Work required: Please reproduce the part of the records that opens with their first line and closes with the line containing "pixel 61 76", copying every line word for word, both ends included.

* Begin Extracted information *

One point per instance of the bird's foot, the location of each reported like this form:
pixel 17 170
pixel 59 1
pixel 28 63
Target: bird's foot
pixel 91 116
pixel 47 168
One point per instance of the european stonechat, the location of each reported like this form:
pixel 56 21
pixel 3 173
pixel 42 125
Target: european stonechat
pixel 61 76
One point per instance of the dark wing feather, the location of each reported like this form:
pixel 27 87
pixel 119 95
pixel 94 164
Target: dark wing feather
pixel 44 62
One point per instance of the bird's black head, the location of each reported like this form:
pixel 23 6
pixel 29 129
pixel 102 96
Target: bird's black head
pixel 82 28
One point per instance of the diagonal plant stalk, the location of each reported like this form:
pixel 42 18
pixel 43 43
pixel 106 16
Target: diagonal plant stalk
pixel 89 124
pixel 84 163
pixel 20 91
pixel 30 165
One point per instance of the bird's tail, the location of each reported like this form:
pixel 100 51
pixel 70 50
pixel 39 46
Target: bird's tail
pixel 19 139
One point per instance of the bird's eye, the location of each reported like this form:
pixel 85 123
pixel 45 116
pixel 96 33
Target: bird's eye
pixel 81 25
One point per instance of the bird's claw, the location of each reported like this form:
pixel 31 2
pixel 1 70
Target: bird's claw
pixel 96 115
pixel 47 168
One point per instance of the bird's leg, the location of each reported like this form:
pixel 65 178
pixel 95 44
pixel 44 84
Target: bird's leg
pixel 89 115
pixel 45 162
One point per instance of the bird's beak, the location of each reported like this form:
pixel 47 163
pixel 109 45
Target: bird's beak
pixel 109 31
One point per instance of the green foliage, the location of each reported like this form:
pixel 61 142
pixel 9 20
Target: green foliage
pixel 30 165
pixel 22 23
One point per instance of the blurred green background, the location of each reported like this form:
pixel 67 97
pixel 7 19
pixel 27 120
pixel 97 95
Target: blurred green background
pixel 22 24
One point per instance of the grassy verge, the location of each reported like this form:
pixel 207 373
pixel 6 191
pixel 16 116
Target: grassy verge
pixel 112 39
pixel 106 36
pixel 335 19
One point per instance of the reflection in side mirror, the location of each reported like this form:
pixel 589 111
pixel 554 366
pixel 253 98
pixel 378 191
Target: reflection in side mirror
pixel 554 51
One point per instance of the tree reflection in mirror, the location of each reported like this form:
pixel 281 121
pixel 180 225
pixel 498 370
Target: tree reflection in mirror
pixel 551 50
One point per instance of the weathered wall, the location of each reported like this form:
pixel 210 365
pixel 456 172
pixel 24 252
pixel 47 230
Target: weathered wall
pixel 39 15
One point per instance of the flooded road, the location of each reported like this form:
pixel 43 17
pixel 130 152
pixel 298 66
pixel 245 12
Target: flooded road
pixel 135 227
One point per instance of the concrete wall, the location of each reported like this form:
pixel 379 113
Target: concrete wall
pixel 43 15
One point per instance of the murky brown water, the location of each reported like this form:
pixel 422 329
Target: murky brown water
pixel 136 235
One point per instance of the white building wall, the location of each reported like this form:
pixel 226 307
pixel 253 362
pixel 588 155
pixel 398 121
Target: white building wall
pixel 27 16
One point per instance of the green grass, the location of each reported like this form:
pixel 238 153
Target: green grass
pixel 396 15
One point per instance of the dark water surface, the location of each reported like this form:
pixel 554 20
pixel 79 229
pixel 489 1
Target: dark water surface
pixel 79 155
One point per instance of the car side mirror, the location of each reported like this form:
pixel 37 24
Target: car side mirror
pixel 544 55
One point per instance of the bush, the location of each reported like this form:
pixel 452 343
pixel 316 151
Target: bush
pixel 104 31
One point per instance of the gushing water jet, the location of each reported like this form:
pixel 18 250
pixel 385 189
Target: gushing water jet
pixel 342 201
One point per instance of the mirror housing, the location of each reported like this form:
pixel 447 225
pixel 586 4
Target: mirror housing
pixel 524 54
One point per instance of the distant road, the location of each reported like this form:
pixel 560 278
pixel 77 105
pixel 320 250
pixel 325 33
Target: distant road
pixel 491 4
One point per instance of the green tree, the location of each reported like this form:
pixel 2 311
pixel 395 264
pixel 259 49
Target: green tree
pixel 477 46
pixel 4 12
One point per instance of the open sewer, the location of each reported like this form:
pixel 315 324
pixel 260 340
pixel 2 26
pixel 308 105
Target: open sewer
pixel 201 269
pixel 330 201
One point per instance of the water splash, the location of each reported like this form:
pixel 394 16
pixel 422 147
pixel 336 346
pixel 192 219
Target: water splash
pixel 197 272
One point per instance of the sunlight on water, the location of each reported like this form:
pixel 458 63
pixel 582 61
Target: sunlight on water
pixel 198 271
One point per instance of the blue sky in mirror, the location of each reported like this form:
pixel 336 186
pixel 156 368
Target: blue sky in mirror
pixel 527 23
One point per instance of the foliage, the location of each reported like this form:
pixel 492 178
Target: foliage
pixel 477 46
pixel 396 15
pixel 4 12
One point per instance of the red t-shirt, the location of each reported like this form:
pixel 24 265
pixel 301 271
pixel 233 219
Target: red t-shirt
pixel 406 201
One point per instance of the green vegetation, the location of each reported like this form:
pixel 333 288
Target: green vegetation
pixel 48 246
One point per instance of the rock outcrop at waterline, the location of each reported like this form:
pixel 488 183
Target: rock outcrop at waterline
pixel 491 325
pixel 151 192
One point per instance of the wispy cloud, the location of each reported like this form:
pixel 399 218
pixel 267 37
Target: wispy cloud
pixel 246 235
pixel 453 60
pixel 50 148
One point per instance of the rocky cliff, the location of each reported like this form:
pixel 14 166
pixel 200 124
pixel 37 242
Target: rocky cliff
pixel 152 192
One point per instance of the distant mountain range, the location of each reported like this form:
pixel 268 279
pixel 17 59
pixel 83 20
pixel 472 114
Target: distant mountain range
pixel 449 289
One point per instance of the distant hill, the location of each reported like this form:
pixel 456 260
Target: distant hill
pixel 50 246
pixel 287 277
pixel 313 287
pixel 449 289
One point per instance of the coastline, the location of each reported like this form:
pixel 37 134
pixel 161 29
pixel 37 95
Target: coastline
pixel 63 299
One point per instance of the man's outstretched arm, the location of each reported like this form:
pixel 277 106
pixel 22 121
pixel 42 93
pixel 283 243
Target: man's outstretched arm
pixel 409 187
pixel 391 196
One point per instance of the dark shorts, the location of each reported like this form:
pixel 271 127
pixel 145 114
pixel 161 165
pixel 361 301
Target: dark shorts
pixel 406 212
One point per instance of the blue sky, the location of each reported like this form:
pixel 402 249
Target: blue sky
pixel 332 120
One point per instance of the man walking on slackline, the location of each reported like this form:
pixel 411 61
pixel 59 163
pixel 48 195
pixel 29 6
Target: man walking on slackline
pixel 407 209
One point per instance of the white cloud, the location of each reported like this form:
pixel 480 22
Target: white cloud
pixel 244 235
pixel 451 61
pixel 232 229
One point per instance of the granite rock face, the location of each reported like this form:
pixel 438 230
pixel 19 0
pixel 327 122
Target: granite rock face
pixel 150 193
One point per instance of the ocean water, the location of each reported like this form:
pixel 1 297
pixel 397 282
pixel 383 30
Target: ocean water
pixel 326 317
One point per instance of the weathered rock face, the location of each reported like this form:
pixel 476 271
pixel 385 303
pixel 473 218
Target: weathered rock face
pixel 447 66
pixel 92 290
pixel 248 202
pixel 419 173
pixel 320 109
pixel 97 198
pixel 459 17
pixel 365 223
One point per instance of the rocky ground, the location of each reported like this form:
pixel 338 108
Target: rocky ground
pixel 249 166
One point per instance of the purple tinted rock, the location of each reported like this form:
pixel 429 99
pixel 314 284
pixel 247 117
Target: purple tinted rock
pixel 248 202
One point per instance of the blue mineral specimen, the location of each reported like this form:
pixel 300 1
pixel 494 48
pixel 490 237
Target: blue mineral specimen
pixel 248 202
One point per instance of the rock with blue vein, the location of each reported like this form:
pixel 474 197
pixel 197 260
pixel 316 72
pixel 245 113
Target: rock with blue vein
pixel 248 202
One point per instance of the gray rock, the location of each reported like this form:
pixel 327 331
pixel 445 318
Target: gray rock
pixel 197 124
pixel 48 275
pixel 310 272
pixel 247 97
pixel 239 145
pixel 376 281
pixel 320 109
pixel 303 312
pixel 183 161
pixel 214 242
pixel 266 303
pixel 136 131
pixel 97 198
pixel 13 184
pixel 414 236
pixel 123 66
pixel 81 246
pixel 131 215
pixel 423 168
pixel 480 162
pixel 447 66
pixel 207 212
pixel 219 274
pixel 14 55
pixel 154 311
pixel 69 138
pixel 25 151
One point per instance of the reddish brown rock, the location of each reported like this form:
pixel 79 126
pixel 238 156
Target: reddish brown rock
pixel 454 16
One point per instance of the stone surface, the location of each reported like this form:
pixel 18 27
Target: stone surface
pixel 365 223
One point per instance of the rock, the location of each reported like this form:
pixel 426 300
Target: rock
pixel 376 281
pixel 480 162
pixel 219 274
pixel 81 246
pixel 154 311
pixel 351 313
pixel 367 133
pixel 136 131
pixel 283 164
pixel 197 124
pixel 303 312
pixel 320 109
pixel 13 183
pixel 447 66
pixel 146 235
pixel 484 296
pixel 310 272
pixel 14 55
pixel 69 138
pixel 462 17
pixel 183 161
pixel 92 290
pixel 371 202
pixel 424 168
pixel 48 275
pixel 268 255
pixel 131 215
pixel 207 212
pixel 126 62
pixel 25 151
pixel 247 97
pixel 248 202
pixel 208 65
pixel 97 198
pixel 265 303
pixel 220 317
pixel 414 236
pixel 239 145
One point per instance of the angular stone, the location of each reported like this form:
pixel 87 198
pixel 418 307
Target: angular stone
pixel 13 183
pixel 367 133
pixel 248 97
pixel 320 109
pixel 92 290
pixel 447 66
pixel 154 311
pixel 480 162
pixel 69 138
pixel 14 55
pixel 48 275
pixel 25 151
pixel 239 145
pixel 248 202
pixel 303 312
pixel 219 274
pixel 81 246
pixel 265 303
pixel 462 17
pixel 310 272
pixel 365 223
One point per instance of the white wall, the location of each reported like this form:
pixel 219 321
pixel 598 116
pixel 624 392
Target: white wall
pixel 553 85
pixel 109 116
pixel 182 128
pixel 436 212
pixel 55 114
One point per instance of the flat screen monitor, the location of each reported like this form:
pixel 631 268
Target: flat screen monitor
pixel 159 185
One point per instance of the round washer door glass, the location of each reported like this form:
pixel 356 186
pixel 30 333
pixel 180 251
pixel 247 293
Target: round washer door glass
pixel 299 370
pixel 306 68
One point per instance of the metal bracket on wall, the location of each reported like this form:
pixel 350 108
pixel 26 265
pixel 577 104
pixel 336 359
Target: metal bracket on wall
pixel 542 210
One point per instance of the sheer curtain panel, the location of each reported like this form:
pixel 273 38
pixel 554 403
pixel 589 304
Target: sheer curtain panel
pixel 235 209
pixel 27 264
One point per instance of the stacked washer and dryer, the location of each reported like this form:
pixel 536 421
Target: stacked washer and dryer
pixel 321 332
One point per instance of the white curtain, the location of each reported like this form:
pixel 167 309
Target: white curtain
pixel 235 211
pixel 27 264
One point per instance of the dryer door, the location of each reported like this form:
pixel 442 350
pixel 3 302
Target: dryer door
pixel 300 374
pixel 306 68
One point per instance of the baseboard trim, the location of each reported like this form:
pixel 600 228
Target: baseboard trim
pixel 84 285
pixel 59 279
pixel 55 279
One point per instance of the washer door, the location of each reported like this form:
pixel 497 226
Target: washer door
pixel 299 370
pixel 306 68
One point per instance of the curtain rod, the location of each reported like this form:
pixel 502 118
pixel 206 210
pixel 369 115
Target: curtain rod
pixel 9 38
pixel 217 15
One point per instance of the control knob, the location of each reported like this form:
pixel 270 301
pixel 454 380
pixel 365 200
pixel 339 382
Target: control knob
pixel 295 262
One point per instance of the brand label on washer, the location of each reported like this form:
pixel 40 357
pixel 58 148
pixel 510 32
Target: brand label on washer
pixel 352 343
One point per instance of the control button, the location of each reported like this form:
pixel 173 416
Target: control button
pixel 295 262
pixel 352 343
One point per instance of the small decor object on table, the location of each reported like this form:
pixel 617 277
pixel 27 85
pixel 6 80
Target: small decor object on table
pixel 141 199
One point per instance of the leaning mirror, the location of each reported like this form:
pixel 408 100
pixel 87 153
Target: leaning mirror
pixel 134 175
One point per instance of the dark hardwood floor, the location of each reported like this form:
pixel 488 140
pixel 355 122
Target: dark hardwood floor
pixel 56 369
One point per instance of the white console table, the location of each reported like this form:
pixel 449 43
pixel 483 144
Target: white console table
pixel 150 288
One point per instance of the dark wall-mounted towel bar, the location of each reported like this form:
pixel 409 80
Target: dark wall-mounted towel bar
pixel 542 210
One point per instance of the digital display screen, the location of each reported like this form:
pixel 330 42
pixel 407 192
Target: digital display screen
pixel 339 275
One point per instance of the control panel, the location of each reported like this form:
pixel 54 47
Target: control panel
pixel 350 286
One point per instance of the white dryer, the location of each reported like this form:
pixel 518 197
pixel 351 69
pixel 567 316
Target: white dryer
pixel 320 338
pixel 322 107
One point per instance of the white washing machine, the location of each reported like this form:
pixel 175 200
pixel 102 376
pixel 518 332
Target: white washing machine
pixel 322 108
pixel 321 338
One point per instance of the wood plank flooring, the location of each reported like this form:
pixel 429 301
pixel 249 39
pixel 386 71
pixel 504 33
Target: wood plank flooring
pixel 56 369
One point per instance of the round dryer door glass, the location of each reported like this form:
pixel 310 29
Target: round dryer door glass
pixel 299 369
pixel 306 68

* End Extracted information *

Response:
One point per instance of the bird's foot, the location of each reported like this form:
pixel 17 170
pixel 59 1
pixel 28 63
Target: bird's foot
pixel 91 116
pixel 47 168
One point per instance of the european stonechat, the location of each reported like this form:
pixel 56 21
pixel 3 173
pixel 42 125
Target: european stonechat
pixel 61 76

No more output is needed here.